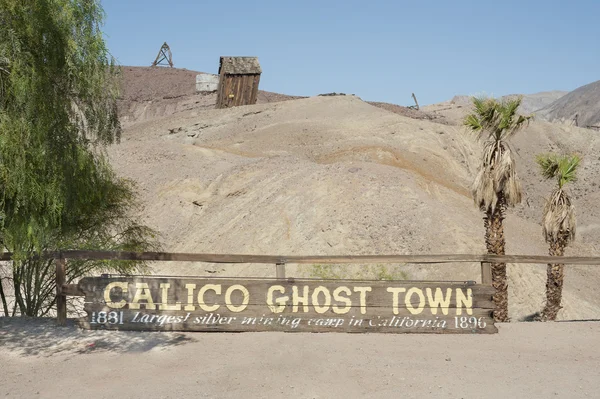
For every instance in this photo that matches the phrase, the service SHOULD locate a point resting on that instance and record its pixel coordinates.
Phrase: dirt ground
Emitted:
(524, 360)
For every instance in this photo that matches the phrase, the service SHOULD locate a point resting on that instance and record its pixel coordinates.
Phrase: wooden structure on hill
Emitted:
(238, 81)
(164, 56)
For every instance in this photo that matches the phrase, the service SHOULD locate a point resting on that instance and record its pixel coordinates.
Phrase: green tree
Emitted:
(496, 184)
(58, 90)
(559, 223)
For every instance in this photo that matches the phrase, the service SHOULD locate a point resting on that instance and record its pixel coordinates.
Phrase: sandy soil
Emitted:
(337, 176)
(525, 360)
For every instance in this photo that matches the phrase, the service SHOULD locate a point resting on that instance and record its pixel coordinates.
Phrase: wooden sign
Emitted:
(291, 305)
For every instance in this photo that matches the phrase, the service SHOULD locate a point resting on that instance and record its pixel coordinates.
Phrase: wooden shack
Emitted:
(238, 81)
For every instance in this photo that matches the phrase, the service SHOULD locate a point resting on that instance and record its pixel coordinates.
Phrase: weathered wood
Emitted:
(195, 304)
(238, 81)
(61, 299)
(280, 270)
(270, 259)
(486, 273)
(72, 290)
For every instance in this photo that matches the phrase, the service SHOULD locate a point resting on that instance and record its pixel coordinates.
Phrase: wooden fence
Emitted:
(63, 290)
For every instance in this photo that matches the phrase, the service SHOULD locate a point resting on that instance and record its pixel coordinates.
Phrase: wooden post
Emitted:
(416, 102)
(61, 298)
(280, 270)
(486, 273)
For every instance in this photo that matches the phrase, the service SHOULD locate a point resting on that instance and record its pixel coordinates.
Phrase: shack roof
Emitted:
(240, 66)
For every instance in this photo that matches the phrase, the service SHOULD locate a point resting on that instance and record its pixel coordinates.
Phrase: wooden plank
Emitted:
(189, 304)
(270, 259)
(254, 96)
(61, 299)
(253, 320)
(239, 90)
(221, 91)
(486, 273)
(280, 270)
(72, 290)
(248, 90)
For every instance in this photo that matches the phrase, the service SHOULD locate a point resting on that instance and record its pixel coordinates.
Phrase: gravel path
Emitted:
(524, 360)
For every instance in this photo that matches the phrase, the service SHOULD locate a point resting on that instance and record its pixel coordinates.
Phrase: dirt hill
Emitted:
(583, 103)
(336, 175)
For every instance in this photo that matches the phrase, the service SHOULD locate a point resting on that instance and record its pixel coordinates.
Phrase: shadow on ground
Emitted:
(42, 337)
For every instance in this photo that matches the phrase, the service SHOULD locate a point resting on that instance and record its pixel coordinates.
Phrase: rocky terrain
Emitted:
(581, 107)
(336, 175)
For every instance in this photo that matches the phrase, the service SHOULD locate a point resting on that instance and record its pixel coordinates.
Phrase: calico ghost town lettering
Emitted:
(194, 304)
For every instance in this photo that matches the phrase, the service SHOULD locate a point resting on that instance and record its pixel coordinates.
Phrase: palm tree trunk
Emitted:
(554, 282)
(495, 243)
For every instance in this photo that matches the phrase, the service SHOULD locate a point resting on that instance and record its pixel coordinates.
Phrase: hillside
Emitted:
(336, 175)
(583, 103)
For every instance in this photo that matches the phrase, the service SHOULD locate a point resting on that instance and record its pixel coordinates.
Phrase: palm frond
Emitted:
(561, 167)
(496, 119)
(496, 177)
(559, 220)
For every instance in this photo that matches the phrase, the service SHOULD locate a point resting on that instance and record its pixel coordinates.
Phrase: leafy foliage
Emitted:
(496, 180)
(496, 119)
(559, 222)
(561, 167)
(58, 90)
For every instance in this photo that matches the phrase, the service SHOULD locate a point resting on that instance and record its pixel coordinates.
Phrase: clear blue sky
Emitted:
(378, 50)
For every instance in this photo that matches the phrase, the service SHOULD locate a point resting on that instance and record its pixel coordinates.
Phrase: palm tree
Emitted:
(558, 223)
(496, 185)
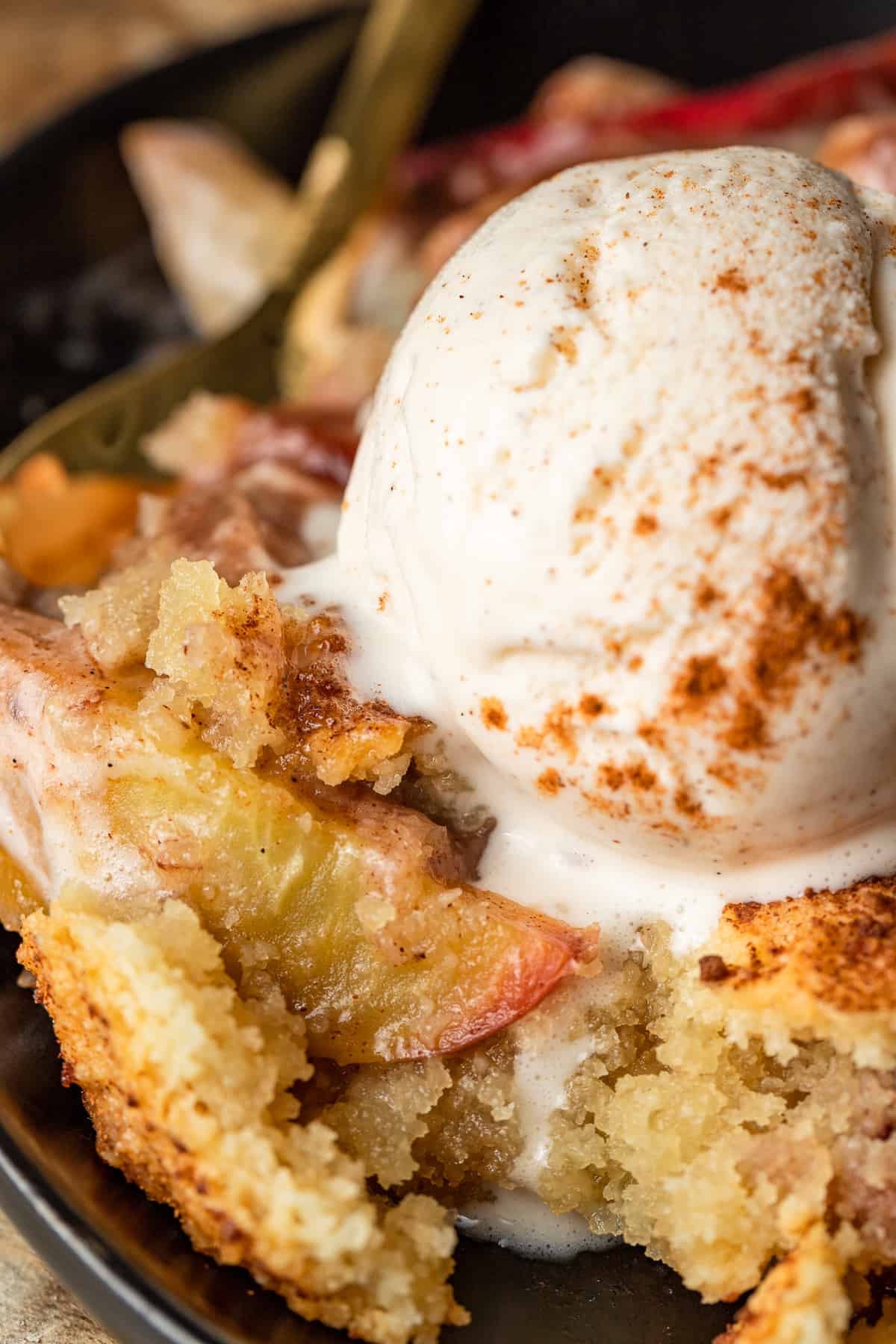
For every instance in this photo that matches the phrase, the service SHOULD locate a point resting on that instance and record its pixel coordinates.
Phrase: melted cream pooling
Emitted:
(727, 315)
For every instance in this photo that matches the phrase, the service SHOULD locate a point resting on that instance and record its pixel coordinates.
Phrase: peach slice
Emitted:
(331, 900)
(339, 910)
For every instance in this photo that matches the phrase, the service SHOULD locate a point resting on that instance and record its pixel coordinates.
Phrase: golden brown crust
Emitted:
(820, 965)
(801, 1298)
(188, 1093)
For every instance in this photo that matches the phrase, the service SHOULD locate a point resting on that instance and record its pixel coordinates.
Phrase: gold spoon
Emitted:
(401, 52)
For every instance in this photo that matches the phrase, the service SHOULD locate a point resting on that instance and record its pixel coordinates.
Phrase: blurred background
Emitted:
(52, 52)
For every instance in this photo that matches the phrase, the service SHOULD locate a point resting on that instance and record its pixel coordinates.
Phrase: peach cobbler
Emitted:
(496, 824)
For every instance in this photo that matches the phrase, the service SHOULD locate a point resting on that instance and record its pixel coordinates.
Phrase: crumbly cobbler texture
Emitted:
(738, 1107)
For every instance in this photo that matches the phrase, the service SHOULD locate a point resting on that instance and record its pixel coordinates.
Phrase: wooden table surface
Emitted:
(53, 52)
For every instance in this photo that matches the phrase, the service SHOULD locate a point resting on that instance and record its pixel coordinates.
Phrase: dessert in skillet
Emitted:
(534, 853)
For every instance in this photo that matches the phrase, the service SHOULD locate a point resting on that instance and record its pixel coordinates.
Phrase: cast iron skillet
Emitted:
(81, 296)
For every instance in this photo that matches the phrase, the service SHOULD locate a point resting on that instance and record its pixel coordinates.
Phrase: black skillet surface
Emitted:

----------------

YOUR OBJECTIVE:
How many lines of the records contain the word "palm"? Reply with the number alone.

FINISHED EXERCISE:
3